╭─ Reading text

Replica Count and Scaling Events

Azure Container Apps automatically scales replicas based on HTTP traffic, CPU/memory utilization, or custom KEDA-based scaling rules (for example, scaling based on Azure Queue length or Kafka lag). The Replicas metric shows the current number of running replicas for a revision. Tracking this metric over time reveals scaling patterns and helps you identify whether your scaling rules are configured correctly.

A common issue: replica count oscillating rapidly between minimum and maximum bounds. This “flapping” behavior usually means your scaling thresholds are too sensitive (for example, scaling up at 60% CPU and back down at 55% CPU leaves only a 5% buffer, causing constant scale-up and scale-down cycles). Flapping wastes resources and can degrade request latency because newly started replicas take time to warm up.

Another signal: replica count hitting the maximum allowed replicas and staying there for extended periods. This indicates your app is capacity-constrained. If your max replicas setting is 10 and Azure is consistently running all 10, you are likely dropping requests or experiencing high latency because the platform cannot scale further.

╰─
╭─ Dataset content

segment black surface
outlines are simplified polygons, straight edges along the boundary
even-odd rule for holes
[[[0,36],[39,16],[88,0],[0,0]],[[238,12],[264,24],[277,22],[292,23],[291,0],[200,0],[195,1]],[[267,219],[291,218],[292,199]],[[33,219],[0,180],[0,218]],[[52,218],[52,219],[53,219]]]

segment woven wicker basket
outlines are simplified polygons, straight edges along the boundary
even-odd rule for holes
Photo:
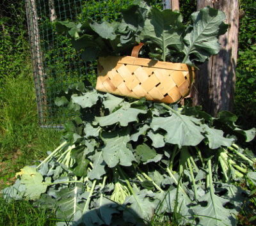
[[[167,103],[189,94],[195,69],[185,64],[138,58],[143,45],[132,56],[99,57],[96,89],[112,94]]]

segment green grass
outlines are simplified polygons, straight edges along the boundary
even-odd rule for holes
[[[0,75],[0,190],[15,181],[20,169],[45,158],[60,142],[61,132],[38,125],[30,64],[28,59],[20,73]],[[54,225],[54,216],[27,200],[7,203],[0,195],[0,225]]]
[[[27,65],[29,65],[28,62]],[[0,88],[0,189],[16,172],[59,144],[60,131],[40,128],[31,68],[2,78]]]
[[[0,197],[0,225],[55,225],[53,212],[38,209],[32,203],[12,200],[6,202]]]

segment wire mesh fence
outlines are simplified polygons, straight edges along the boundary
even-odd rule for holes
[[[103,19],[118,20],[120,9],[132,1],[24,0],[17,3],[14,0],[3,0],[0,3],[1,32],[4,38],[0,41],[4,40],[5,43],[9,41],[10,44],[10,46],[1,45],[1,48],[5,48],[4,51],[12,49],[13,57],[19,51],[26,56],[24,59],[31,56],[41,126],[61,126],[67,119],[73,117],[76,112],[55,105],[58,93],[67,89],[68,85],[82,82],[85,79],[93,84],[97,76],[96,62],[83,62],[79,53],[72,47],[70,41],[57,34],[54,22],[83,22],[88,17],[99,22]],[[152,0],[152,4],[162,6],[162,1]],[[19,42],[19,40],[22,41]],[[5,57],[4,53],[0,55],[0,61],[3,56]],[[10,70],[8,65],[1,62],[0,70],[7,72]],[[6,59],[4,62],[8,62]],[[13,68],[24,70],[12,66],[12,70]],[[3,75],[0,78],[1,76]]]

╰─

Task item —
In the text on replica scaling, what does a replica count that hits the maximum allowed replicas and stays there for extended periods indicate?

Solution for this problem —
It indicates that the app is capacity-constrained.